• [TASK GOAL]: Find each line in the records below that contains the word "blue", and copy those lines out. Case counts.
^^^^
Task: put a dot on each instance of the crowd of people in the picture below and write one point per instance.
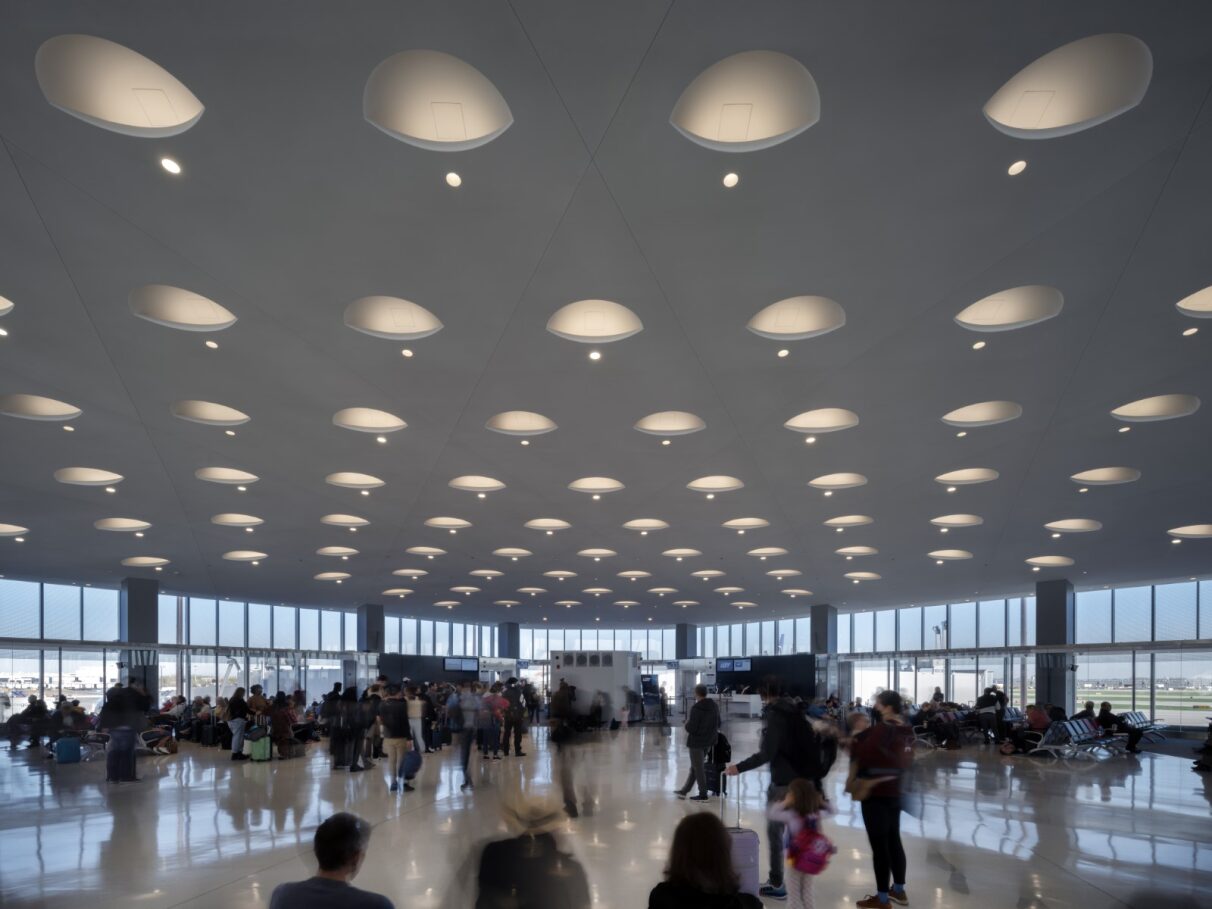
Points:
(401, 721)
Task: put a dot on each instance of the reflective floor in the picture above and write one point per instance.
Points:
(200, 830)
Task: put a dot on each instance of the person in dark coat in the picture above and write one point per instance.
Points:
(702, 729)
(699, 872)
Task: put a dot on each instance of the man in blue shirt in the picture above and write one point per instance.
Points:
(339, 845)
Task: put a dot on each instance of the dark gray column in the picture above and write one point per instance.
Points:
(685, 641)
(509, 639)
(824, 628)
(1055, 684)
(138, 611)
(370, 628)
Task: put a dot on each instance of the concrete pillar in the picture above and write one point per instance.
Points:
(370, 628)
(509, 639)
(685, 641)
(1055, 684)
(824, 628)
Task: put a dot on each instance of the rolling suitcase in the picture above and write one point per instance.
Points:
(262, 749)
(67, 750)
(745, 849)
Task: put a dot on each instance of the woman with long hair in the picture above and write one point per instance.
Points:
(880, 756)
(699, 872)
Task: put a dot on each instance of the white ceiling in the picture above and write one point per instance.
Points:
(896, 204)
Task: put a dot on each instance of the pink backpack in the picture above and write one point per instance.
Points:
(810, 850)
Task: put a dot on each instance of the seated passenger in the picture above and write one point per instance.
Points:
(339, 846)
(1086, 713)
(1110, 724)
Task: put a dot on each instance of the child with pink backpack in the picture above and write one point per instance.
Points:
(807, 849)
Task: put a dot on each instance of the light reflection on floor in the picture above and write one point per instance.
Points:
(199, 830)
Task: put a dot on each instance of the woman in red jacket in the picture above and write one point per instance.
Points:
(884, 753)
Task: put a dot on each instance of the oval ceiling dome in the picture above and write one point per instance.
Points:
(1015, 308)
(749, 101)
(1149, 410)
(472, 482)
(87, 476)
(236, 520)
(38, 407)
(670, 423)
(245, 555)
(548, 524)
(1192, 531)
(987, 413)
(967, 476)
(343, 520)
(209, 413)
(520, 423)
(594, 321)
(1079, 85)
(646, 524)
(353, 480)
(1074, 525)
(718, 482)
(1050, 561)
(434, 101)
(1198, 306)
(838, 481)
(144, 561)
(595, 485)
(1107, 475)
(850, 520)
(824, 419)
(392, 318)
(798, 318)
(114, 87)
(367, 419)
(178, 308)
(226, 475)
(958, 520)
(121, 525)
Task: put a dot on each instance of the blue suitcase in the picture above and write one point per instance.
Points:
(67, 750)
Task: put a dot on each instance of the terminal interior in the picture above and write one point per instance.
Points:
(863, 347)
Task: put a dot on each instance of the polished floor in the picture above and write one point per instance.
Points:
(199, 830)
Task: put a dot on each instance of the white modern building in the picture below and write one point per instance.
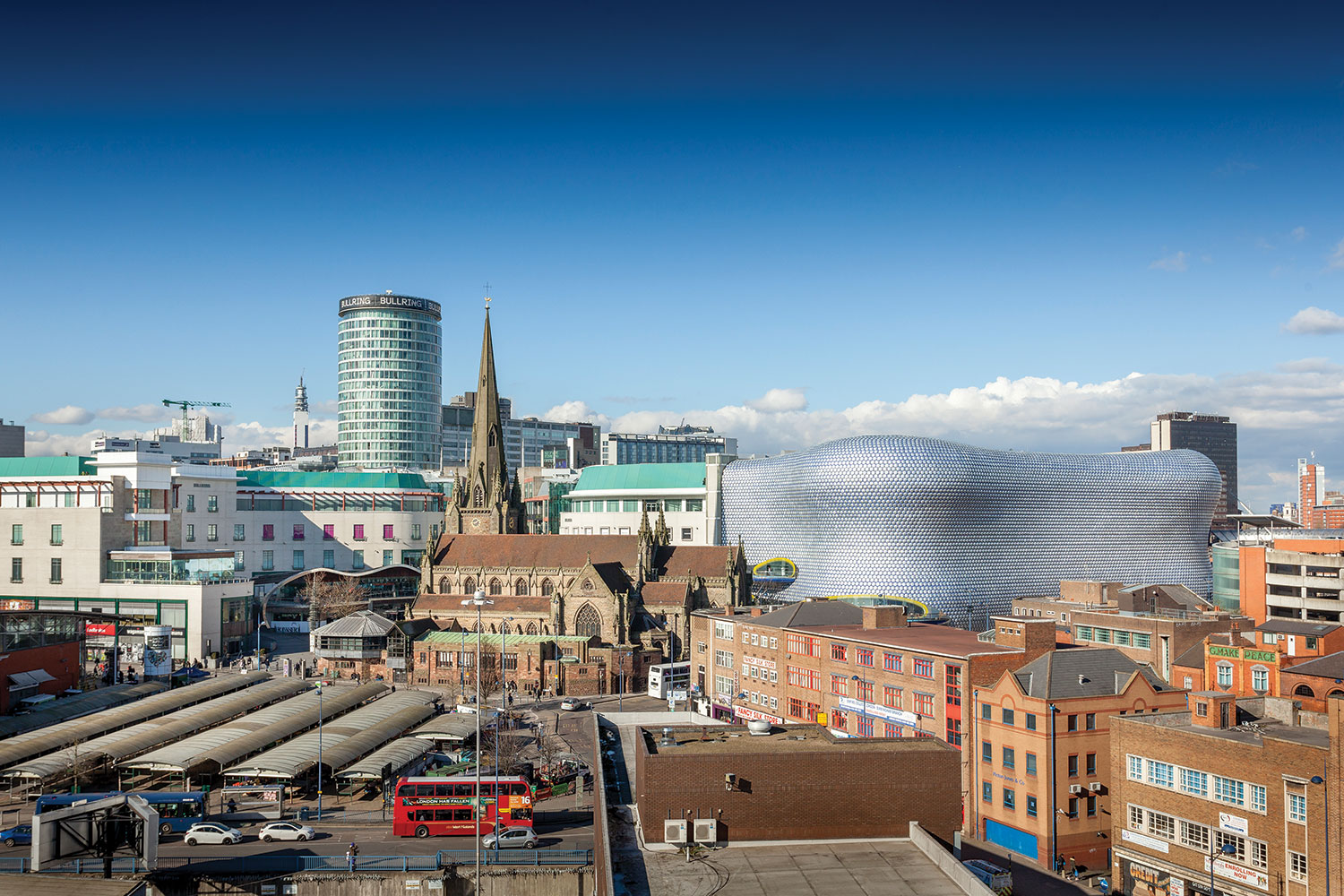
^^^^
• [FINISHED EXERCISE]:
Task: put a dot on each instance of the man in blue shirt in the picture above and write one point per instance.
Task: put a dot on each instance of the blue suitcase in the picture above and write one point per instance.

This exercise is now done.